====== 抜粋文 ======

意思決定論の最大化原理やサイモン(1957)の提唱した満足化原理、内藤(2003)が提唱した合理的選択過程合理化選択過程、等、多様な決定原理や決定過程を前提とすれば我々の行為とその変化の多くを説明できる。しかしながら、上位目的構造の変化にはさらに選択正当化過程も必要となる。上位目的構造の変化までを視野に入れようとすると、一回だけの選択を対象にして意思決定の過程を考えることはもはや適切ではない。繰り返し選択を行う思考の過程を考える必要がある。

(3)単純な思考機械

環境の複雑さと行為の複雑さ

サイモン(1969)は、次のようなありの一連の行為を例えにして、自然現象を組織化させて人工性を与える人間の思考の単純さについて議論を展開している。

======

» **短い練習 A**: 抜粋文の「意思決定論の最大化原理やサイ」から「について議論を展開している。」までを、その末尾も含めて書き写し、「選択正当化過程」を「選択合理化過程」に入れ替えてください。
» **短い練習 B**: 抜粋文によれば、上位目的構造の変化にはさらに何が必要となるか。
» **短い練習 C**: 抜粋文を、最後の文の後から書き継ぐこと。
この後に続く項目は、抜粋文とは別の出典から取ったものだ。

====== 提供データ ======

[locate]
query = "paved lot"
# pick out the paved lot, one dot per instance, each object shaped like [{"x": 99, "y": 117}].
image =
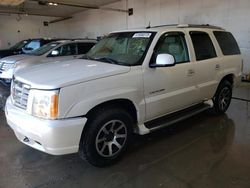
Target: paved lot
[{"x": 203, "y": 151}]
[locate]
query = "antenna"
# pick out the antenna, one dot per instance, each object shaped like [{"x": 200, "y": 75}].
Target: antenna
[{"x": 148, "y": 27}]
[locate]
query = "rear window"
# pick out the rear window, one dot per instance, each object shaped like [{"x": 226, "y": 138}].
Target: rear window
[
  {"x": 227, "y": 43},
  {"x": 203, "y": 46}
]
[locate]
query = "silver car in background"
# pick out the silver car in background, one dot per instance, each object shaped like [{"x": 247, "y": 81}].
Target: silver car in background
[{"x": 51, "y": 52}]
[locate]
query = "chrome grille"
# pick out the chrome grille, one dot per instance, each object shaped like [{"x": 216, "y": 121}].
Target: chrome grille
[{"x": 20, "y": 94}]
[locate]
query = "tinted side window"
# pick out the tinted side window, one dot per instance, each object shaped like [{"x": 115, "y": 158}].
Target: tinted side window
[
  {"x": 203, "y": 46},
  {"x": 227, "y": 43},
  {"x": 83, "y": 48},
  {"x": 174, "y": 44}
]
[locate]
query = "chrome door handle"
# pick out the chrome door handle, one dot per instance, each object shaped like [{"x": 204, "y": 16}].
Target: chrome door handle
[
  {"x": 217, "y": 66},
  {"x": 191, "y": 72}
]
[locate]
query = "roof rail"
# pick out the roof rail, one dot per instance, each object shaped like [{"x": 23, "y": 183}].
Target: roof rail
[
  {"x": 199, "y": 26},
  {"x": 187, "y": 25}
]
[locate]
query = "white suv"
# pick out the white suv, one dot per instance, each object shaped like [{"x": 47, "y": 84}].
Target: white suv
[{"x": 135, "y": 81}]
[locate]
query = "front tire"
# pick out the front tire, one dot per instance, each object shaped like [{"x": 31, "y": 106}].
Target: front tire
[
  {"x": 222, "y": 98},
  {"x": 106, "y": 136}
]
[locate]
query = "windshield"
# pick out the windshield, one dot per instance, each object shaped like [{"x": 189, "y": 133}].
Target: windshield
[
  {"x": 127, "y": 48},
  {"x": 44, "y": 49},
  {"x": 19, "y": 45}
]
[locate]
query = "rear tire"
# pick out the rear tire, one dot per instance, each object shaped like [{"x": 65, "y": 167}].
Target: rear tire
[
  {"x": 106, "y": 136},
  {"x": 222, "y": 98}
]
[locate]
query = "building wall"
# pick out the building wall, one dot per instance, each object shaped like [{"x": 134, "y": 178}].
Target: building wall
[
  {"x": 230, "y": 14},
  {"x": 14, "y": 28}
]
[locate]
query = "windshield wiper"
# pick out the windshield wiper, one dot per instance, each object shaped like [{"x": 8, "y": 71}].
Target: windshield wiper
[{"x": 108, "y": 60}]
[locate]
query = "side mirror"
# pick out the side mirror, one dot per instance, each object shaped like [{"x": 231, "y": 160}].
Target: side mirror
[
  {"x": 55, "y": 53},
  {"x": 163, "y": 60}
]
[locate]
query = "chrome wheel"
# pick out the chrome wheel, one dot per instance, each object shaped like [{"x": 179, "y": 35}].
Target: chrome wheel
[
  {"x": 111, "y": 138},
  {"x": 224, "y": 98}
]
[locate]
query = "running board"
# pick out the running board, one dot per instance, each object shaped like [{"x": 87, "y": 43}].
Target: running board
[{"x": 170, "y": 119}]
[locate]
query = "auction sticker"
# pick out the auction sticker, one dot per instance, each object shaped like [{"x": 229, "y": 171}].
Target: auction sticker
[{"x": 142, "y": 35}]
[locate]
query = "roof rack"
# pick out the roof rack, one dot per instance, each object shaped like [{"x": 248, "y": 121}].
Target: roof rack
[
  {"x": 187, "y": 26},
  {"x": 199, "y": 26}
]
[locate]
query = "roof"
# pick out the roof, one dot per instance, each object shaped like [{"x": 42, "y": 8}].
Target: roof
[{"x": 174, "y": 26}]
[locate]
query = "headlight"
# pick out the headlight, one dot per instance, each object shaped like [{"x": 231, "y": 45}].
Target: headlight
[{"x": 45, "y": 104}]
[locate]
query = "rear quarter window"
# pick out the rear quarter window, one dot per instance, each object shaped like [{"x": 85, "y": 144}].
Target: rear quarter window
[
  {"x": 203, "y": 45},
  {"x": 227, "y": 43}
]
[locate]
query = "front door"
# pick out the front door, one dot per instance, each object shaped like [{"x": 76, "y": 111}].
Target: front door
[{"x": 168, "y": 89}]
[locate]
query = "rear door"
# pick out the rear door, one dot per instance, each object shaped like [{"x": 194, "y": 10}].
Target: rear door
[{"x": 207, "y": 63}]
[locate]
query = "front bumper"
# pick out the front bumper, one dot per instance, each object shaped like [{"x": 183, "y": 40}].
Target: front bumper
[{"x": 56, "y": 137}]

======

» **解答 A**:
意思決定論の最大化原理やサイモン(1957)の提唱した満足化原理、内藤(2003)が提唱した合理的選択過程合理化選択過程、等、多様な決定原理や決定過程を前提とすれば我々の行為とその変化の多くを説明できる。しかしながら、上位目的構造の変化にはさらに選択合理化過程も必要となる。上位目的構造の変化までを視野に入れようとすると、一回だけの選択を対象にして意思決定の過程を考えることはもはや適切ではない。繰り返し選択を行う思考の過程を考える必要がある。

(3)単純な思考機械

環境の複雑さと行為の複雑さ

サイモン(1969)は、次のようなありの一連の行為を例えにして、自然現象を組織化させて人工性を与える人間の思考の単純さについて議論を展開している。

» **解答 B**: 選択正当化過程が必要となる。

» **解答 C**:
蟻が風波の跡をとどめた海岸を、苦労しながら歩いているのを見かけることがある。蟻は前進したり、小さな砂丘を登りやすいように右折したり、小石を迂回したり、…縫うように進んだり停止したりしながら、自分の巣に帰るのである。…いま紙の上にその道筋を描いてみよう。そうすると不規則で角ばった諸部分からなる一連の図形ができあがる。といってもそれは、蟻の動きの背後に方向感覚が働いているから、単なる彷徨の跡とはいえない図形である。

サイモン(1969)、訳書p.61。

蟻の歩いた路を幾何学きかがく図形として見ると、不規則で複雑である。しかし、その複雑さは蟻が歩いた海岸の複雑さを示しているのであって、その蟻の複雑さを示すものではない。一つの行為主体として眺めた場合、蟻はきわめて単純であり、その行為の経時的な複雑さは主にその環境の複雑さを反映している。サイモンは、情報の詰まった記憶を有機体の一部として見なすのではなく、有機体がそれに向かって適応していく環境の一部と見なそうとする。人間は適当な刺激によって呼び出すことができる莫大な情報を記憶の中に蓄積することができるので、人間の行為の結果が蟻よりはるかに複雑であっても、思考そのものの単純さを蟻と同様に考えることも可能となる。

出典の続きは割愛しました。